* _Given instruction_
Return every line in the data records below that contains the string "woman", matching case exactly.

Data records:
* * * * * * *

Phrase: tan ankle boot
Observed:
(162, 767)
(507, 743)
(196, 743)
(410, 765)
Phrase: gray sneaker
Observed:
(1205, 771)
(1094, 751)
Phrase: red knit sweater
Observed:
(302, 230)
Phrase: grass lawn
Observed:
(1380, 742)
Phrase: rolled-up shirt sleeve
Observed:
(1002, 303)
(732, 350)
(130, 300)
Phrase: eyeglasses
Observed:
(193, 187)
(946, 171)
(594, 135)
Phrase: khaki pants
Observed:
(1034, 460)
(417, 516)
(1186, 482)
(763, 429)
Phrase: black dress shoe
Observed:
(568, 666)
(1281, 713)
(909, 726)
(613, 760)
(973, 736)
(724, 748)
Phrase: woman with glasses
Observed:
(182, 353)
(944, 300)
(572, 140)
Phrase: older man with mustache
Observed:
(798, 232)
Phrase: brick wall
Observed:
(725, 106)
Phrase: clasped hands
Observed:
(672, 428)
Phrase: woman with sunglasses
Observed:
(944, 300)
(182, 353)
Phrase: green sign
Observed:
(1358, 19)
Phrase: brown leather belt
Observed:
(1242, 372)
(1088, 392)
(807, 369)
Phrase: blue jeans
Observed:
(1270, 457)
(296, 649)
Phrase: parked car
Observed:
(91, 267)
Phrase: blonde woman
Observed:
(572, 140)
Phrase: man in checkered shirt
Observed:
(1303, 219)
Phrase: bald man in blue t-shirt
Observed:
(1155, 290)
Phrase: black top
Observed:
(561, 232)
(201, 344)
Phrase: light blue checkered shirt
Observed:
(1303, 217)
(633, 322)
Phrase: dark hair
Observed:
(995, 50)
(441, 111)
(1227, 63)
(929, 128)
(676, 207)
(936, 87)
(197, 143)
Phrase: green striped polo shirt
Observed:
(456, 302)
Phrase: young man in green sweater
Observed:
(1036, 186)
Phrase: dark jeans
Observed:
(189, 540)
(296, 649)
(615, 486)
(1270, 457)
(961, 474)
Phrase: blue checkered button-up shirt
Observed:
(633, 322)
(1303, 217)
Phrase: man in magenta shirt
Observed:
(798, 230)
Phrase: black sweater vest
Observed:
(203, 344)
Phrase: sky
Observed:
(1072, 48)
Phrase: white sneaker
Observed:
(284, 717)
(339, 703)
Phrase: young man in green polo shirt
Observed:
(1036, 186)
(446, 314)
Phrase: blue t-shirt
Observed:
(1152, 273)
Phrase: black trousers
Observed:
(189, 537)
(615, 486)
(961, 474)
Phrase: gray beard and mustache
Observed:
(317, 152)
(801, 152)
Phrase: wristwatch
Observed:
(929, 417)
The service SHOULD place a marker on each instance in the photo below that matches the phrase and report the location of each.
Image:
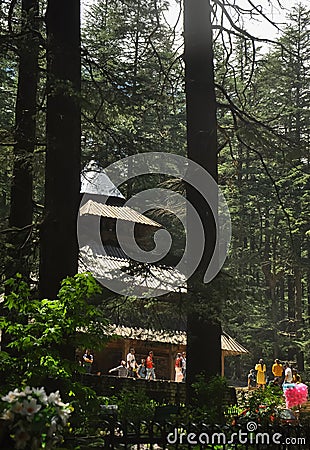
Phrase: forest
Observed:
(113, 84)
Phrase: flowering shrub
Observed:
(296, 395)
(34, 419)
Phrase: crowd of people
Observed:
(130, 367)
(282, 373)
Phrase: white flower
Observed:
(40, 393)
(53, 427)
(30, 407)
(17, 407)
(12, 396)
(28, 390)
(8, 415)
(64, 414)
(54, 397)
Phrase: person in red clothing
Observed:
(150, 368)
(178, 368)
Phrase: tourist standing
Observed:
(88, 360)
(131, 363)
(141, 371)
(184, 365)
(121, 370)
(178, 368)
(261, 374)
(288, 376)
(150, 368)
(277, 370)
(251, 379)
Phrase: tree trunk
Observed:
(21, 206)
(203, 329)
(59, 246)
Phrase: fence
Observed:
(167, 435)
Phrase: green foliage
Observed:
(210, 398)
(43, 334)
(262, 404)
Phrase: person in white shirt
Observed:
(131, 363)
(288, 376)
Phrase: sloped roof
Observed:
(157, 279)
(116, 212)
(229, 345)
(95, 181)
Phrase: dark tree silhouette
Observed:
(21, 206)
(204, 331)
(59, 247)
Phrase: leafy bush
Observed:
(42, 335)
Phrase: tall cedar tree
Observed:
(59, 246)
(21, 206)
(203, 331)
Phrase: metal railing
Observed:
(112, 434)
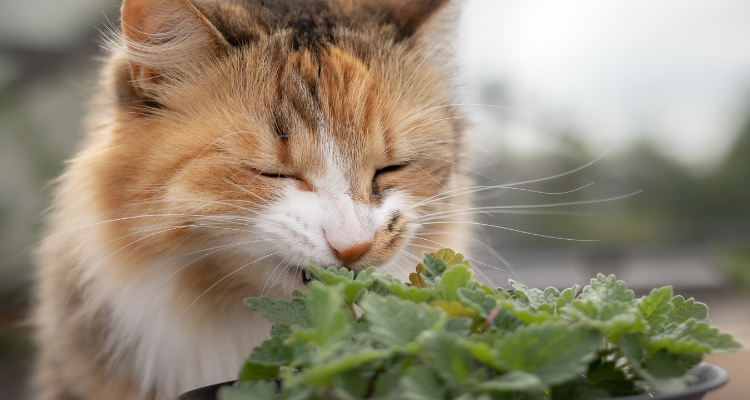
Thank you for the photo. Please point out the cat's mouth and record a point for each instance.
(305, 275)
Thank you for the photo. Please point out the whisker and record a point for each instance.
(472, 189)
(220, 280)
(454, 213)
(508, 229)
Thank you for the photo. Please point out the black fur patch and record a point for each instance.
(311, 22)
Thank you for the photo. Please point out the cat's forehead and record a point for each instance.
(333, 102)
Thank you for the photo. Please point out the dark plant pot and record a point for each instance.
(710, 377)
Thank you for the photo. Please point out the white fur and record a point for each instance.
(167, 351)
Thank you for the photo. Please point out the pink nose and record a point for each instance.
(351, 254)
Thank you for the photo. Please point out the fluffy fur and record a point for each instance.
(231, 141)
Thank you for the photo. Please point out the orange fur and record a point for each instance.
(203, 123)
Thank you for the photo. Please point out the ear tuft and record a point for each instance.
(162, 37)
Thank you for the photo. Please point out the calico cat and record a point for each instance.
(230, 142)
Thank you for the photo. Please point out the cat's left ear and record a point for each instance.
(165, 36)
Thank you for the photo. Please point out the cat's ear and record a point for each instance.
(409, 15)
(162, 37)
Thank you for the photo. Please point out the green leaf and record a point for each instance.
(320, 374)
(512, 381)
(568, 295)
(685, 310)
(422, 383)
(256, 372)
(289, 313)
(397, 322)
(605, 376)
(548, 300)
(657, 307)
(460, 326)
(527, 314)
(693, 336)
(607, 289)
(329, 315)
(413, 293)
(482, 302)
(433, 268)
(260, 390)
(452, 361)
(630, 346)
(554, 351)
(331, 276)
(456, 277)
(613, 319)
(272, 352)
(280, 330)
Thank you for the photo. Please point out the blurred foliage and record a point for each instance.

* * * * * * *

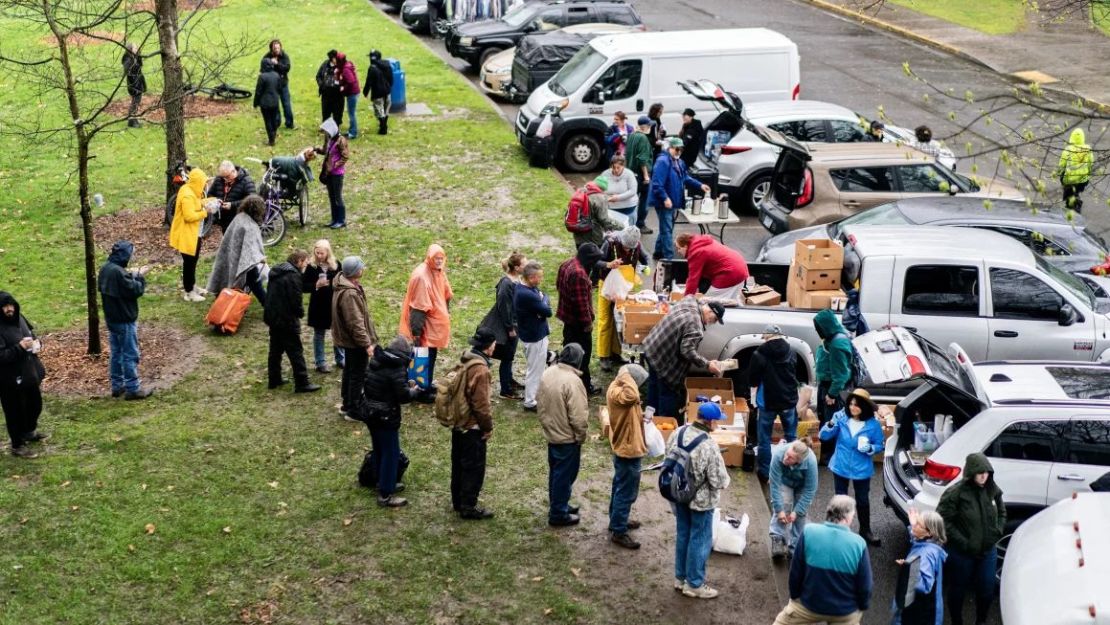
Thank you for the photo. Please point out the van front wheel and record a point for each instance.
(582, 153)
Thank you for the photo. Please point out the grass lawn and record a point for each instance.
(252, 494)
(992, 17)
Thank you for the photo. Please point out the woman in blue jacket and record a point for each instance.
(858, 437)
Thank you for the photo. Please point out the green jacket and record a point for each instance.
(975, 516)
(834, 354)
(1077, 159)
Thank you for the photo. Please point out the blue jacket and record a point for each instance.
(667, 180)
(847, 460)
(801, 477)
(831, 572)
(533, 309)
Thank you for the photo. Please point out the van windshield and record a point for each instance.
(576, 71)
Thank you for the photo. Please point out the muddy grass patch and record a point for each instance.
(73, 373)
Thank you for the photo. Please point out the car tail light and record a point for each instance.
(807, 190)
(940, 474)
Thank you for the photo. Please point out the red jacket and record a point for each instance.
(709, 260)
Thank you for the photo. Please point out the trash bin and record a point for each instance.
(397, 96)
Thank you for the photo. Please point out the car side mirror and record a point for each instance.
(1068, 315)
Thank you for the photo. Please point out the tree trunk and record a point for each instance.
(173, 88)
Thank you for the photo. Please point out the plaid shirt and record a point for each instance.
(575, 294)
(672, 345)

* * * * * * *

* _Output below_
Phrase: woman with glasses
Phrase: woman with sunglasses
Phrase: blonde woman
Thank you for the photo. Please point out the woman in blue jacket and record a point for each instance.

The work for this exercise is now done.